THINGS TO DO.
**1)** In the Druid monitoring text, what is the default value of druid.monitoring.emissionPeriod?
**2)** List every monitor in the Druid monitoring text whose name begins with io.druid.java.util.metrics.

GIVEN PASSAGE.
Druid nodes periodically emit metrics and different metrics monitors can be included. Each node can overwrite the default list of monitors.

Property Description Default
druid.monitoring.emissionPeriod How often metrics are emitted. PT1m
druid.monitoring.monitors Sets list of Druid monitors used by a node. See below for names and more information. For example, you can specify monitors for a Broker with druid.monitoring.monitors=["io.druid.java.util.metrics.SysMonitor","io.druid.java.util.metrics.JvmMonitor"]. none (no monitors)

The following monitors are available:

Name Description
io.druid.client.cache.CacheMonitor Emits metrics (to logs) about the segment results cache for Historical and Broker nodes. Reports typical cache statistics include hits, misses, rates, and size (bytes and number of entries), as well as timeouts and and errors.
io.druid.java.util.metrics.SysMonitor This uses the SIGAR library to report on various system activities and statuses.
io.druid.server.metrics.HistoricalMetricsMonitor Reports statistics on Historical nodes.
io.druid.java.util.metrics.JvmMonitor Reports various JVM-related statistics.
io.druid.java.util.metrics.JvmCpuMonitor Reports statistics of CPU consumption by the JVM.
io.druid.java.util.metrics.CpuAcctDeltaMonitor Reports consumed CPU as per the cpuacct cgroup.
io.druid.java.util.metrics.JvmThreadsMonitor Reports Thread statistics in the JVM, like numbers of total, daemon, started, died threads.
io.druid.segment.realtime.RealtimeMetricsMonitor Reports statistics on Realtime nodes.
io.druid.server.metrics.EventReceiverFirehoseMonitor Reports how many events have been queued in the EventReceiverFirehose.
io.druid.server.metrics.QueryCountStatsMonitor Reports how many queries have been successful/failed/interrupted.
io.druid.server.emitter.HttpEmittingMonitor Reports internal metrics of http or parametrized emitter (see below). Must not be used with another emitter type. See the description of the metrics here: https://github.com/druid-io/druid/pull/4973.

Data entries.
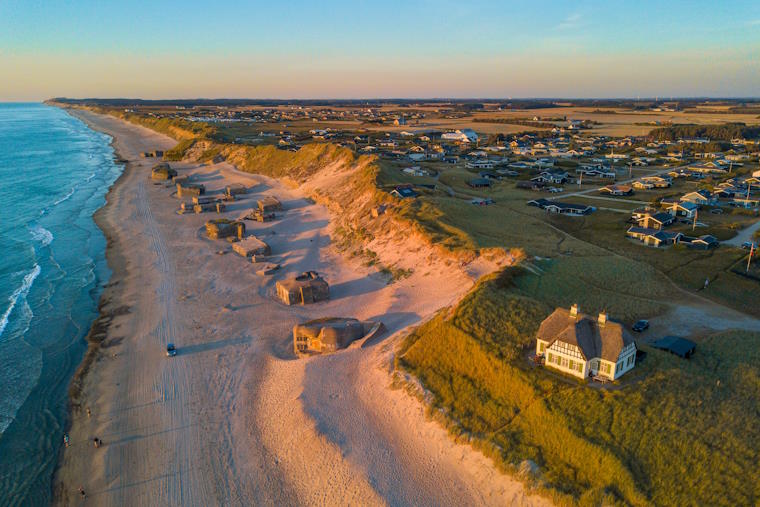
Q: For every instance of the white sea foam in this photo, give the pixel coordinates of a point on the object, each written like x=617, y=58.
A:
x=20, y=292
x=65, y=197
x=41, y=235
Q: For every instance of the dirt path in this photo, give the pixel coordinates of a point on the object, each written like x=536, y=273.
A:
x=234, y=419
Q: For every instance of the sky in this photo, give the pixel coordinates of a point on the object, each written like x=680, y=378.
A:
x=378, y=49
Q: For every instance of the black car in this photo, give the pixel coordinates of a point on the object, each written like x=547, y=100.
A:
x=640, y=326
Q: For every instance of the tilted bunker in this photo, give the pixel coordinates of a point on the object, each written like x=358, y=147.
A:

ANSWERS PER TASK.
**1)** PT1m

**2)**
- io.druid.java.util.metrics.SysMonitor
- io.druid.java.util.metrics.JvmMonitor
- io.druid.java.util.metrics.JvmCpuMonitor
- io.druid.java.util.metrics.CpuAcctDeltaMonitor
- io.druid.java.util.metrics.JvmThreadsMonitor